— YOUR INSTRUCTIONS —
For the word "high", find each line in the entries where it occurs and copy that line.
#### RECORDS TO PROCESS
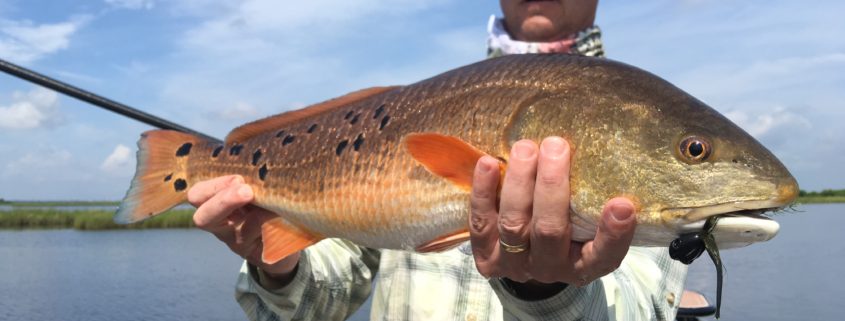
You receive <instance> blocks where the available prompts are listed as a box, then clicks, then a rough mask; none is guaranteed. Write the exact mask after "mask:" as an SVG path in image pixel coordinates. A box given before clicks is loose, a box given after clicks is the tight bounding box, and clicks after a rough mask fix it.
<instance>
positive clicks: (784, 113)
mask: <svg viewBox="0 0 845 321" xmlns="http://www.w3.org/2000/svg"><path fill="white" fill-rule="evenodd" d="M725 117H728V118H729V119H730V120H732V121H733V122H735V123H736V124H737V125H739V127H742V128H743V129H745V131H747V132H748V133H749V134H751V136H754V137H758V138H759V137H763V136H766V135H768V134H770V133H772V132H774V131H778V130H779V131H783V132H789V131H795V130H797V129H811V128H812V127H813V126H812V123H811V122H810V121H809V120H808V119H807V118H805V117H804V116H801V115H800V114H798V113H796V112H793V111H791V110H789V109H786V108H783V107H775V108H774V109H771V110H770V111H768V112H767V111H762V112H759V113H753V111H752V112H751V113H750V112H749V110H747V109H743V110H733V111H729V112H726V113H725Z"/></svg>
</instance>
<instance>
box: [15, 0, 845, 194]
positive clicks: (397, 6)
########
#### RECORDS TO PROCESS
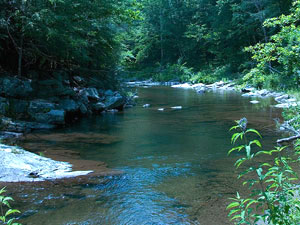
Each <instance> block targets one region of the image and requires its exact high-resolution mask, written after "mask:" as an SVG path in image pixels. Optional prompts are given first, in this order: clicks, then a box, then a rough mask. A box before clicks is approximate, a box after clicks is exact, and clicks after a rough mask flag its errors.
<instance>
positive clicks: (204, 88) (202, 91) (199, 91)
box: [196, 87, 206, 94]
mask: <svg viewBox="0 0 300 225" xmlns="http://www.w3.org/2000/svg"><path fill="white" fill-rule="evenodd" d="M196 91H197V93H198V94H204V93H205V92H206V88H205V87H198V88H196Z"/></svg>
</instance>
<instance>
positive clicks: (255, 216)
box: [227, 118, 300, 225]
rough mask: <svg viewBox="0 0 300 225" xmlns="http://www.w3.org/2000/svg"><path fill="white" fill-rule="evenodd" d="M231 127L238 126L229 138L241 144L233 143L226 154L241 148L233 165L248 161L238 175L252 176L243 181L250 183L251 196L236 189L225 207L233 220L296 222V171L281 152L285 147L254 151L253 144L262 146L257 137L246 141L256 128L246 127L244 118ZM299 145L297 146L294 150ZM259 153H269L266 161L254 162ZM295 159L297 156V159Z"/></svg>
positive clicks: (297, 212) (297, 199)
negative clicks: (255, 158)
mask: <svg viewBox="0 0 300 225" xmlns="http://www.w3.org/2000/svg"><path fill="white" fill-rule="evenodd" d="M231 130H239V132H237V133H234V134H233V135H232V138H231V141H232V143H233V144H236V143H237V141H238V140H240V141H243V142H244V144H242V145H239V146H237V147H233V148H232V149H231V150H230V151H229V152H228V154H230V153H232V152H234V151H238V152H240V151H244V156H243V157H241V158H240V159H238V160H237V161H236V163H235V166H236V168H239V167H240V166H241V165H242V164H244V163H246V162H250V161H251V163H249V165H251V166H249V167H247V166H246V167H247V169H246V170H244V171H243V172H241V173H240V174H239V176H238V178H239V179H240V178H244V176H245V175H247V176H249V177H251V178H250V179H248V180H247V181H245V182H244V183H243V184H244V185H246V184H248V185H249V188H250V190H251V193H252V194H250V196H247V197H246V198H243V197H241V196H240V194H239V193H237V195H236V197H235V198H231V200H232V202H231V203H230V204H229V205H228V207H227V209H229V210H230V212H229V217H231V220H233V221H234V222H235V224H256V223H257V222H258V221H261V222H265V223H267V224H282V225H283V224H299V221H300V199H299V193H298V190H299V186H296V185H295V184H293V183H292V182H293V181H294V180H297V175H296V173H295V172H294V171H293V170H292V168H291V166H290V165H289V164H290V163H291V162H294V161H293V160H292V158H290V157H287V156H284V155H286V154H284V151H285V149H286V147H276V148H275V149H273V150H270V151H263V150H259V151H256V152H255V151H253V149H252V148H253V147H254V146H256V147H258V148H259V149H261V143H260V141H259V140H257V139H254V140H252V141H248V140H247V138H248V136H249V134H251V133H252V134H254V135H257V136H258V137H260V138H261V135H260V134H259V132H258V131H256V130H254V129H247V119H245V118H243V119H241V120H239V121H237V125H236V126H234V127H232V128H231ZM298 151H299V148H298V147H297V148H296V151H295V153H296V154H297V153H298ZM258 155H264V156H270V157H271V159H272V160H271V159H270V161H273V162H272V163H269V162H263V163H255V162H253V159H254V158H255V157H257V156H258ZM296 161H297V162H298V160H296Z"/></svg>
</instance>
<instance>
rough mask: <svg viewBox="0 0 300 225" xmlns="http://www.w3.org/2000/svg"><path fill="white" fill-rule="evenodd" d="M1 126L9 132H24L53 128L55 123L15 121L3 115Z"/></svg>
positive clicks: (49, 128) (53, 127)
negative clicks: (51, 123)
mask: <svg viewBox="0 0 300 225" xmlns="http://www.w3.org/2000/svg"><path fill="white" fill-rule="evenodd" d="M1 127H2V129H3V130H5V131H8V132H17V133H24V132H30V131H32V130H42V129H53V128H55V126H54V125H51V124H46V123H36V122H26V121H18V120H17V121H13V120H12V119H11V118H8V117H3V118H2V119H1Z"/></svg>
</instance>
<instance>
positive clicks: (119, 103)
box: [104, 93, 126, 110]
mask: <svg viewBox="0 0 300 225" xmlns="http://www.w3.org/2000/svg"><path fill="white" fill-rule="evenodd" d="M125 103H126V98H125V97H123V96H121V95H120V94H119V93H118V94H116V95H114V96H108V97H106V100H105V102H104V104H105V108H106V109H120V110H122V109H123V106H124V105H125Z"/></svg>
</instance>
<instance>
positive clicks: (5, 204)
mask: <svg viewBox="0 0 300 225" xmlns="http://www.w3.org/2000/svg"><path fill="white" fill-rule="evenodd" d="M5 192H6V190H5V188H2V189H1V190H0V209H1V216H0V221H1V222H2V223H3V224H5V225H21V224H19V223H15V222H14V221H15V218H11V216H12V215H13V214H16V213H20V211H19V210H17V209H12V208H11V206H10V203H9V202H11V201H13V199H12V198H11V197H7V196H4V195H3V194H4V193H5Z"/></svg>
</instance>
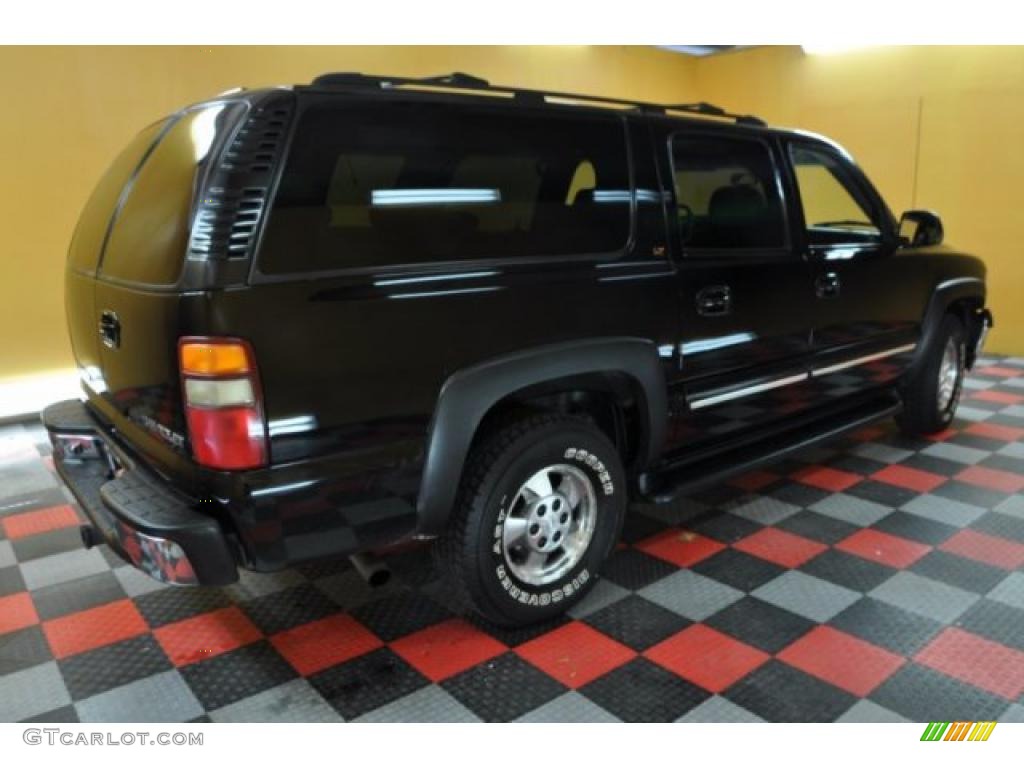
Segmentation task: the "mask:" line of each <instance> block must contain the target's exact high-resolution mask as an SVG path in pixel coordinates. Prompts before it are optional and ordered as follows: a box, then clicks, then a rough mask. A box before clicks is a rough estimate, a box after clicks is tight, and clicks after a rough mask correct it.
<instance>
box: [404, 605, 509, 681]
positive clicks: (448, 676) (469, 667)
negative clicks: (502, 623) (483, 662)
########
— TASK SOLUTION —
Each <instance> block targets one region of the image and requires its exact high-resolution mask, written after "mask:" as an SVG path in image pixels. Optional prompts are given first, in this order: clicks, then a box, then a rough mask. A box before clicks is approximate, a box after clicks is exact, and clicks after a rough mask flag its errors.
Segmentation task: the "mask:" line of each <instance> block must contain the target's exact high-resolution mask as an SVG path in pixel coordinates. Prompts before it are optional and ordered as follows: a box, then clicks, then a rough mask. A box before clicks is a rough estimate, a box after clicks is tight, and clicks after a rough mask correct it.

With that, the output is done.